-- What the exercise asks --
Decide whether each statement agrees with the Covid health text below, answering yes or no and quoting the words of the text that settle it. 1. The Swedish study compared nearly 87,000 people with Covid against nearly 350,000 people who were not infected. 2. The raised risk of heart attack and stroke was back to normal one month after diagnosis. 3. Long Covid mostly follows a severe first infection.

-- Text block --
------------------------

Heart Attack and Stroke

Studies have also shown that the risk of heart attack or stroke increases significantly in the days and weeks following a Covid infection. In one large study, scientists analyzed outcomes for nearly 87,000 people in Sweden after their Covid diagnosis. They compared those results to outcomes for nearly 350,000 people who were not infected.

The difference was clear. Among people who had Covid, heart attack risk was three to eight times higher in the days following infection than in people without Covid. The risk of stroke increased three- to six-fold. While those risk numbers declined over time, they remained higher than usual at least one month after diagnosis.

Long Covid

Even in the early days of the pandemic, it was clear that while most people got over the infection in a matter of weeks, some individuals with Covid had ongoing symptoms that just didn’t go away. Now known as “long Covid,” this condition causes a broad range of symptoms that look more like a chronic disease than a one-time infection.

Severity of the initial infection seems unrelated to long Covid; people who suffer from this condition often had mild symptoms or even no symptoms at all. Hallmarks of long Covid include shortness of breath, fatigue, heart palpitations, headaches, rash, joint and muscle pain, diarrhea, dizziness, hair loss, and attention disorder.

------------------------

Stored records:
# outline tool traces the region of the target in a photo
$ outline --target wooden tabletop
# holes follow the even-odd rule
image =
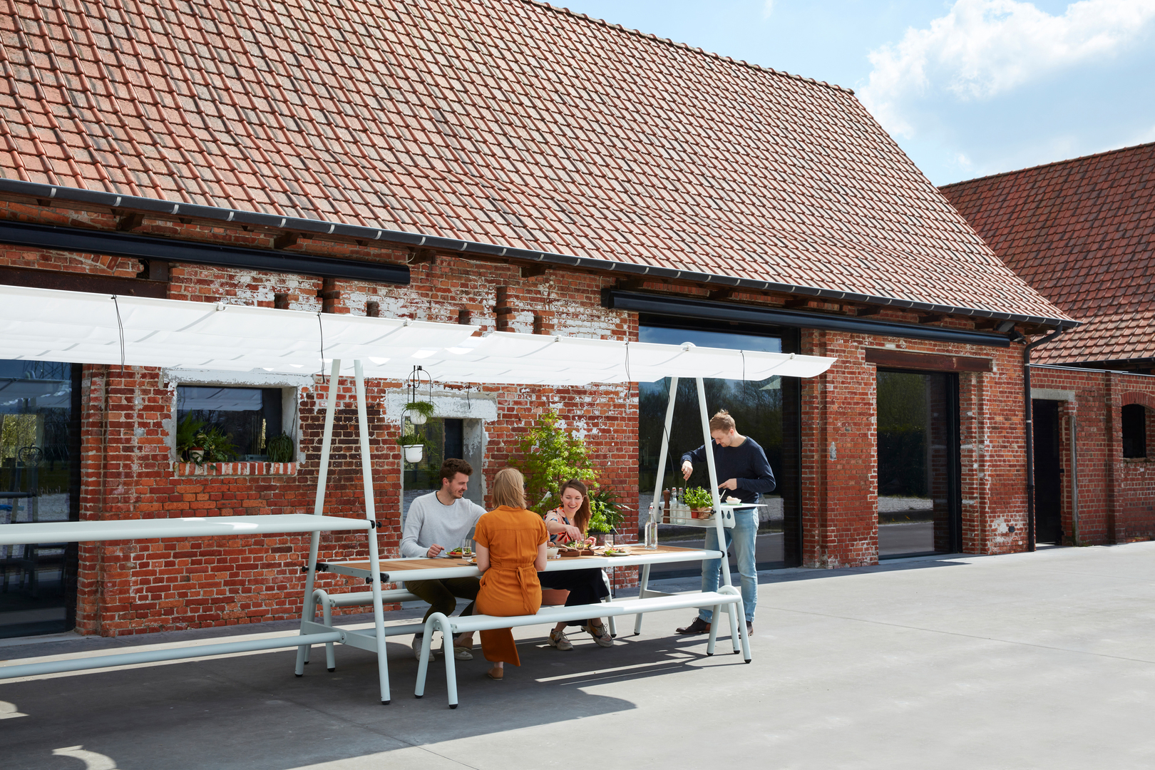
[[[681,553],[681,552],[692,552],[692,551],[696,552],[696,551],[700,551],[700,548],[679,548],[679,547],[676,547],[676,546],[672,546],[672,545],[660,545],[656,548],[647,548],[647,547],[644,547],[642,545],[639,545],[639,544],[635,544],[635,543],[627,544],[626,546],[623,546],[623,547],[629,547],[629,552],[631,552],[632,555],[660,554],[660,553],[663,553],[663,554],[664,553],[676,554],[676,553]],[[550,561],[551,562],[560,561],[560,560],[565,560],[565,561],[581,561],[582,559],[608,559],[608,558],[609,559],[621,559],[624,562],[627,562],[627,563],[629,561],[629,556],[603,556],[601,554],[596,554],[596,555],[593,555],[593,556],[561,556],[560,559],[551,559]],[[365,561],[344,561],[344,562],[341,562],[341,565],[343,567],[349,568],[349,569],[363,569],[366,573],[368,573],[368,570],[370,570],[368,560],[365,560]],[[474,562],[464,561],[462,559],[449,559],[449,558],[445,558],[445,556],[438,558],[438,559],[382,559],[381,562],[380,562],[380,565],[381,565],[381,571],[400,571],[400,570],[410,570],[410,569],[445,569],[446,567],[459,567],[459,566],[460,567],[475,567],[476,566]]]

------------------------

-- Response below --
1. Yes: "scientists analyzed outcomes for nearly 87,000 people in Sweden after their Covid diagnosis. They compared those results to outcomes for nearly 350,000 people who were not infected."
2. No: "they remained higher than usual at least one month after diagnosis."
3. No: "Severity of the initial infection seems unrelated to long Covid; people who suffer from this condition often had mild symptoms or even no symptoms at all."